EXIGENCES DES TÂCHES:
• A. Répondez aux questions suivantes d'après le texte sur Lucien :
(i) Dans quel pays Lucien a-t-il été envoyé jouer les ambassadeurs ?
(ii) Quelles fonctions le texte attribue-t-il à Godoy ?
(iii) Qu'est-ce qui empêche Lucien de concrétiser son plan ?
• B. Traduisez en anglais la phrase suivante du texte sur Lucien : « Ses projets matrimoniaux, dont il a certainement sous-estimé l’enjeu dans une France en plein retour à l’ordre moral, l’empêchent de concrétiser ce plan. »
• C. Prolongez le texte sur Lucien au-delà de sa dernière phrase.

BLOC DE TEXTE:
-.-.-

19Sans doute, l’épisode du mariage de Lucien n’est que le prétexte pour mettre sur la touche l’une des chevilles ouvrières du coup d’État de brumaire : brièvement nommé à l’Intérieur, poste clé au sein du gouvernement, Lucien a déjà été écarté une première fois du pouvoir moins d’un an après la conquête de celui-ci et envoyé en Espagne jouer les ambassadeurs improvisés, alors que les relations entre la France et cette puissance méritent d’être redéfinies et renforcées. Ayant tout autant échoué à imposer sa ligne à l’Intérieur qu’à convaincre son frère de prendre au sérieux les ambitions du tout-puissant Godoy, premier ministre et favori du roi d’Espagne, Lucien est revenu en France avec la ferme intention de prendre la tête d’une opposition au sein même du pouvoir. Ses projets matrimoniaux, dont il a certainement sous-estimé l’enjeu dans une France en plein retour à l’ordre moral, l’empêchent de concrétiser ce plan.

-.-.-

ENTRÉES ENREGISTRÉES:
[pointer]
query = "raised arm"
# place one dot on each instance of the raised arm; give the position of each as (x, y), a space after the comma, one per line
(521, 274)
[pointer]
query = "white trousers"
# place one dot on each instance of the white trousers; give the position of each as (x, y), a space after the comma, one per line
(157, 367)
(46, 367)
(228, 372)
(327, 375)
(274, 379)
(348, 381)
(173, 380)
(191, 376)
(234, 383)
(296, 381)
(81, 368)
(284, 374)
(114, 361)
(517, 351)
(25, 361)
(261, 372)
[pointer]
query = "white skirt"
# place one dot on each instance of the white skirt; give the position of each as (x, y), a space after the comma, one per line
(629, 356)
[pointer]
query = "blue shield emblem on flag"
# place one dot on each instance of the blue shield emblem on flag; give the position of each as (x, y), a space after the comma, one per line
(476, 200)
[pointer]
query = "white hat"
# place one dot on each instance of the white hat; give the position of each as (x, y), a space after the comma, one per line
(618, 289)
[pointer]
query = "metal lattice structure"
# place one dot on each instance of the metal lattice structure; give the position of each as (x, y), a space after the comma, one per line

-.-.-

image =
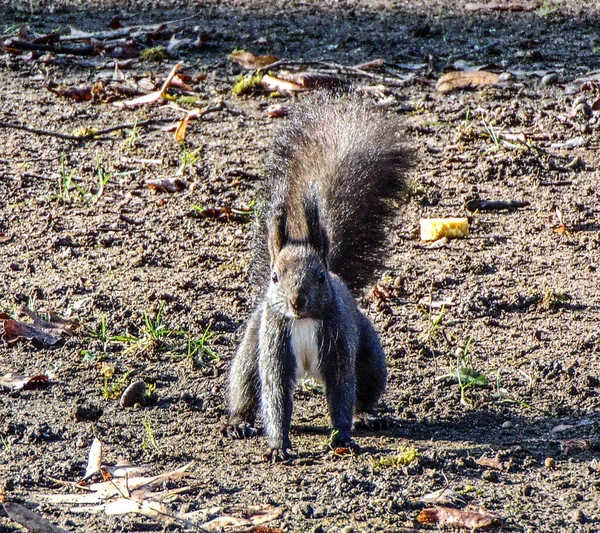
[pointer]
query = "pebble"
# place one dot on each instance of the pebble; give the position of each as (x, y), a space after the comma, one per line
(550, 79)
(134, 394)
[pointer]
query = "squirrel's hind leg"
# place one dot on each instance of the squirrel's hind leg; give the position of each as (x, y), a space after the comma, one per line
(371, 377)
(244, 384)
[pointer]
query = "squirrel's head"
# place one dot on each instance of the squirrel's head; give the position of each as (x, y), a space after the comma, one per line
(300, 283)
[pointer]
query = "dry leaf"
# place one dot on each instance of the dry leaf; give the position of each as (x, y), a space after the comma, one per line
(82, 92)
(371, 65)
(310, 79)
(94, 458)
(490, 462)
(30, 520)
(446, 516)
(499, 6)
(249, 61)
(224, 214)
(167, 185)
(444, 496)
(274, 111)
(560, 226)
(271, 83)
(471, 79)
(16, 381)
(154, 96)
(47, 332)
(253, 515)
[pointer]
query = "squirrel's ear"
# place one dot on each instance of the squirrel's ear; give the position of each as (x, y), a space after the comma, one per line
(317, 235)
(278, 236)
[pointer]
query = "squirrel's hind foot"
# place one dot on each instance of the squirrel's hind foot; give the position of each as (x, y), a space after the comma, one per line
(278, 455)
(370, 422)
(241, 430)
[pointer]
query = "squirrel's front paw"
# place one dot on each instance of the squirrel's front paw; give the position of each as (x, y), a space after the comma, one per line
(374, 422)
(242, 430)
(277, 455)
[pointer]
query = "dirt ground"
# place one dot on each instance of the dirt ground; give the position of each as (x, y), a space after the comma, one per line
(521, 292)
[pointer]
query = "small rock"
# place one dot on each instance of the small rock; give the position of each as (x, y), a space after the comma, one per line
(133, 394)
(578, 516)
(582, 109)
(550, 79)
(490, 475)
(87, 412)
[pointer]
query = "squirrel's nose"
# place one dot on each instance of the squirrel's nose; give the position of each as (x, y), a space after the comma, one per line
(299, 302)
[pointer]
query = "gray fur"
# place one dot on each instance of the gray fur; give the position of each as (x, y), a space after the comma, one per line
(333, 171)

-.-.-

RÉSULTATS DES TÂCHES:
• A.
(i) En Espagne.
(ii) Premier ministre et favori du roi d'Espagne.
(iii) Ses projets matrimoniaux.

• B. His marriage plans, whose stakes he certainly underestimated in a France in the midst of a return to moral order, prevent him from carrying out this plan.

• C.
20À compter de 1803 et surtout au cours de l’année 1804, le rôle d’opposant de l’intérieur échoit à Joseph, l’aîné des Bonaparte. Contrairement à Lucien, il n’a pas exercé de fonction ministérielle et bien qu’il se défende de nourrir pareille ambition, il rêve silencieusement d’un portefeuille de « principal ministre [29] » qui lui permettrait de consolider les acquis arrachés lors des traités internationaux dans lesquels il a été personnellement impliqué. De la paix de Mortefontaine (1800) à celle d’Amiens (1803), Joseph a participé à l’ensemble des pourparlers destinés à rétablir des relations normalisées avec l’ensemble des puissances européennes. S’il a été étroitement encadré par son frère et le ministre des Relations extérieures, son rôle n’en a pas moins été mis en avant par les autorités françaises qui ont fort bien perçu l’intérêt de mettre en lumière la personnalité engageante et civile de Joseph Bonaparte. Celui-ci a pu se flatter d’obtenir de bons résultats et de gagner personnellement la confiance des chefs de délégations opposées [30]. En retour, il attend une plus grande écoute de la part de son frère sur un certain nombre de sujets, notamment l’avenir des institutions.

21Aussi, comment les Bonaparte vivent-ils l’avènement de leur frère à la dignité impériale ? Aussi paradoxal que cela puisse être, la majorité d’entre eux n’approuve que modérément les transformations politiques en cours [31]. Pour ces héritiers revendiqués de la pensée de Voltaire et de Rousseau, les dangers d’un tel renversement politique ne sont pas sans conséquences pour l’équilibre de la famille.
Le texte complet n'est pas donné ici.